- JOB
Switch "sample" to "snippet" in the stretch of data from the line containing "of the white" through the line containing "358 245 L 355". Return only those lines with everything else unchanged.

- GIVEN RECORDS
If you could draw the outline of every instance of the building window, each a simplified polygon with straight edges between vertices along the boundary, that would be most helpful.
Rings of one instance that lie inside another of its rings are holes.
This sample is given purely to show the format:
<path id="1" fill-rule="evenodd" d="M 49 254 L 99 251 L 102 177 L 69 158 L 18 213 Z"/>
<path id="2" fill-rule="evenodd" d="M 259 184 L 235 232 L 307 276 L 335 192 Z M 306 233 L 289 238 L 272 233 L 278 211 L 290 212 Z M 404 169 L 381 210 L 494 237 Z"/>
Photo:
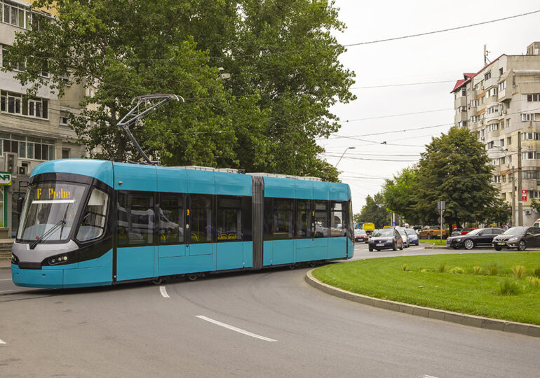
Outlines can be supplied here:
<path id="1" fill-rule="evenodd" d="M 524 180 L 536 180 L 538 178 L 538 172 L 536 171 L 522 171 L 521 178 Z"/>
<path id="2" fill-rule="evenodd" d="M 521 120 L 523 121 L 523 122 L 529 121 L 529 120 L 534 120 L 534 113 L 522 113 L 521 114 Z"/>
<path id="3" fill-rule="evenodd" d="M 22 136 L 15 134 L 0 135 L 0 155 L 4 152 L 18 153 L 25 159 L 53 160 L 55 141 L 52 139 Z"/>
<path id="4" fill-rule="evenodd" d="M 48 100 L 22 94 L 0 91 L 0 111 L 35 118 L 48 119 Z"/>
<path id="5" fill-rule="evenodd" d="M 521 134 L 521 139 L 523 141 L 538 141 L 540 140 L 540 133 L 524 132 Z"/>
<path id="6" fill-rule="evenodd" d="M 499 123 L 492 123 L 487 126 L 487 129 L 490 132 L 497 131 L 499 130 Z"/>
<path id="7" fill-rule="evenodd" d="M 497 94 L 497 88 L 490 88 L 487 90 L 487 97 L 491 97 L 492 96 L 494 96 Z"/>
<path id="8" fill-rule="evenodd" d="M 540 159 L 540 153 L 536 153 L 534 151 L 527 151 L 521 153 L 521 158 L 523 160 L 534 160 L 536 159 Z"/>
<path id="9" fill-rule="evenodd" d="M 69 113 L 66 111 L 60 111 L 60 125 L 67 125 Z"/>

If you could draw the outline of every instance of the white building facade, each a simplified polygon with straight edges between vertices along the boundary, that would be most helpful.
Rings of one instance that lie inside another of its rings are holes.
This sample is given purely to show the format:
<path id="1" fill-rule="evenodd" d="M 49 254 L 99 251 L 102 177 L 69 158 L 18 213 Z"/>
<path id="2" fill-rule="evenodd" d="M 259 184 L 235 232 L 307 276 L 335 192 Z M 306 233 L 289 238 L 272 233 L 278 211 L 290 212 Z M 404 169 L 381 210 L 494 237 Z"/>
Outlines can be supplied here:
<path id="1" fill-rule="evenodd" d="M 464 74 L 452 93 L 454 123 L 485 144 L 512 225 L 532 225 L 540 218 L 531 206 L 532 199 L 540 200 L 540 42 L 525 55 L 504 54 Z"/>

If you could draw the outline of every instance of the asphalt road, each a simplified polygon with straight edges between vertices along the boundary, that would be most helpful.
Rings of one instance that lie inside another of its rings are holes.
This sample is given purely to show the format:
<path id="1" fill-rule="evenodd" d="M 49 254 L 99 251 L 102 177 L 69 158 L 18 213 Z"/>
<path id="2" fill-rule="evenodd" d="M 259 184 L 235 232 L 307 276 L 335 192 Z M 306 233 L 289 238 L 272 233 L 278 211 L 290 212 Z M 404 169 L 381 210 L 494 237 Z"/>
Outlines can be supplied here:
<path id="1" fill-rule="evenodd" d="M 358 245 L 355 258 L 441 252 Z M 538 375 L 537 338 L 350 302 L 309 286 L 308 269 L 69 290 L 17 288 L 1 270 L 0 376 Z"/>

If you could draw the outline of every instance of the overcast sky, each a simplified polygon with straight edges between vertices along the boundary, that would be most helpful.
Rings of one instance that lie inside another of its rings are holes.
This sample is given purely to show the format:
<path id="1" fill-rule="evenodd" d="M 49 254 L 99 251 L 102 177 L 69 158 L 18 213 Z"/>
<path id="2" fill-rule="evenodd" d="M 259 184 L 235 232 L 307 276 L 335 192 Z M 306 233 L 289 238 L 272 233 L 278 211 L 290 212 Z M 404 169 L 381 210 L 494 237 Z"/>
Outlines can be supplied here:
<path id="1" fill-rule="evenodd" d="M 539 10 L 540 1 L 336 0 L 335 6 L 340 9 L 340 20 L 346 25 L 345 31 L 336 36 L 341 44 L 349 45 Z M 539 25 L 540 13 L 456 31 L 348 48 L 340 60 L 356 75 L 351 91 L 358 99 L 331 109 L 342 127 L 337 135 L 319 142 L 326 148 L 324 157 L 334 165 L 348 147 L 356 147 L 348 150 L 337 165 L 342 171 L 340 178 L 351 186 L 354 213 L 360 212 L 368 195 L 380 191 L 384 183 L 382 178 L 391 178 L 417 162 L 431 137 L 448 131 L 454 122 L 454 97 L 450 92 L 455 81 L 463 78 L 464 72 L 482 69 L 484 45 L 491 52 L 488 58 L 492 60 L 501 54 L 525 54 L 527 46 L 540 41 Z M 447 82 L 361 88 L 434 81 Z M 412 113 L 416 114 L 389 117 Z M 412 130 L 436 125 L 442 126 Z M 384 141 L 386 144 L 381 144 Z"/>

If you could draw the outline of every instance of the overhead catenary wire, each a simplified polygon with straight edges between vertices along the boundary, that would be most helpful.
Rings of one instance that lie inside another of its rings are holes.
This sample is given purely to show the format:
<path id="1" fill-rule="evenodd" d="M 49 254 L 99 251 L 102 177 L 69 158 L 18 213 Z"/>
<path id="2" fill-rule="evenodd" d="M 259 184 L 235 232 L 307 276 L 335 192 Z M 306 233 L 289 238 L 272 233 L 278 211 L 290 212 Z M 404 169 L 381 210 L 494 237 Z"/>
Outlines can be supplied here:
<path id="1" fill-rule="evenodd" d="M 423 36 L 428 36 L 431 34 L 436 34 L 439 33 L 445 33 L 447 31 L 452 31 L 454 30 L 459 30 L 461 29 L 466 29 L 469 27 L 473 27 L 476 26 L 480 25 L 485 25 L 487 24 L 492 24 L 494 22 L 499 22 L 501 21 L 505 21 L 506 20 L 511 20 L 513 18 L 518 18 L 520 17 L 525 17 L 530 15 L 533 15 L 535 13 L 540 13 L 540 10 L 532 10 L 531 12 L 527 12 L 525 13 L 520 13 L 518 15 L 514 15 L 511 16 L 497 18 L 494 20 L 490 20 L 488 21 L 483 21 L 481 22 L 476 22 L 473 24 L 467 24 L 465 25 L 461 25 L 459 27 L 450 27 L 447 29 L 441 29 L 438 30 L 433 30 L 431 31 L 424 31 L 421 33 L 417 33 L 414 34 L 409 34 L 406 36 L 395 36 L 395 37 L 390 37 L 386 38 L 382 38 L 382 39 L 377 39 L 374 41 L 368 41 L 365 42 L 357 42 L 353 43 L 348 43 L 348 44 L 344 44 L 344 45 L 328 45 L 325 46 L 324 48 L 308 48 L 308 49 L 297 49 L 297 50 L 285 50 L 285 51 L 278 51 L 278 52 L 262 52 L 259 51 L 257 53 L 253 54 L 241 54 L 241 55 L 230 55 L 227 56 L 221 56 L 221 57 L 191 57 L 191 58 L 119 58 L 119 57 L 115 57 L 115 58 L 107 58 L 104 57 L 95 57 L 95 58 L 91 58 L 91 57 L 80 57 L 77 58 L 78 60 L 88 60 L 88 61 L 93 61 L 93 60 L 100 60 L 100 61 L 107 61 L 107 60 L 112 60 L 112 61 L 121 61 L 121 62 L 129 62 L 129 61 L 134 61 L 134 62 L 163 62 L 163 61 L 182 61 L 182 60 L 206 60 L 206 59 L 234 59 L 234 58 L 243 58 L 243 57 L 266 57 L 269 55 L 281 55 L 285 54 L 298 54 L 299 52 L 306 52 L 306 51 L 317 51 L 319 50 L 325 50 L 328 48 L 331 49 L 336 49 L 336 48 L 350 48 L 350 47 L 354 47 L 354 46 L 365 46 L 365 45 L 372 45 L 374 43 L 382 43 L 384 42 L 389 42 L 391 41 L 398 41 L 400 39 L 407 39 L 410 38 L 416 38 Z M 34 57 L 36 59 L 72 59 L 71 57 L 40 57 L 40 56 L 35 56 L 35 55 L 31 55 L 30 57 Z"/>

- OUTPUT OF THE EXERCISE
If you could draw the outline of every instance of the white building facade, each a simplified polygon with straight edges between vertices along the boundary, that would be most helpful.
Rings of one instance that lie inside another of its rings are holes.
This snippet is given purely to show the format:
<path id="1" fill-rule="evenodd" d="M 49 254 L 99 251 L 102 177 L 69 158 L 18 213 Z"/>
<path id="2" fill-rule="evenodd" d="M 259 184 L 235 232 L 307 276 L 335 192 Z M 306 233 L 289 238 L 272 233 L 278 211 L 290 212 Z M 404 169 L 381 210 L 494 237 Z"/>
Outlines can be supplied here:
<path id="1" fill-rule="evenodd" d="M 464 74 L 452 93 L 454 123 L 485 144 L 512 225 L 532 225 L 540 218 L 531 206 L 532 199 L 540 200 L 540 42 L 525 55 L 504 54 Z"/>

If you could draw the outline of every instance of the asphalt road, each a simplified polygon with straight edges between vertices along the boundary, that would be most helpful.
Rings of one instance that lie inside another of its rings are holes.
This snippet is given purely to show the format:
<path id="1" fill-rule="evenodd" d="M 49 254 L 99 251 L 102 177 L 69 158 L 18 213 Z"/>
<path id="2" fill-rule="evenodd" d="M 259 184 L 235 232 L 307 276 L 335 192 Z M 306 233 L 289 238 L 272 233 L 278 211 L 290 212 Z M 404 169 L 381 210 L 494 237 Z"/>
Outlines can be supplied here:
<path id="1" fill-rule="evenodd" d="M 358 245 L 355 258 L 441 252 Z M 538 375 L 537 338 L 350 302 L 309 286 L 308 269 L 69 290 L 17 288 L 1 270 L 0 376 Z"/>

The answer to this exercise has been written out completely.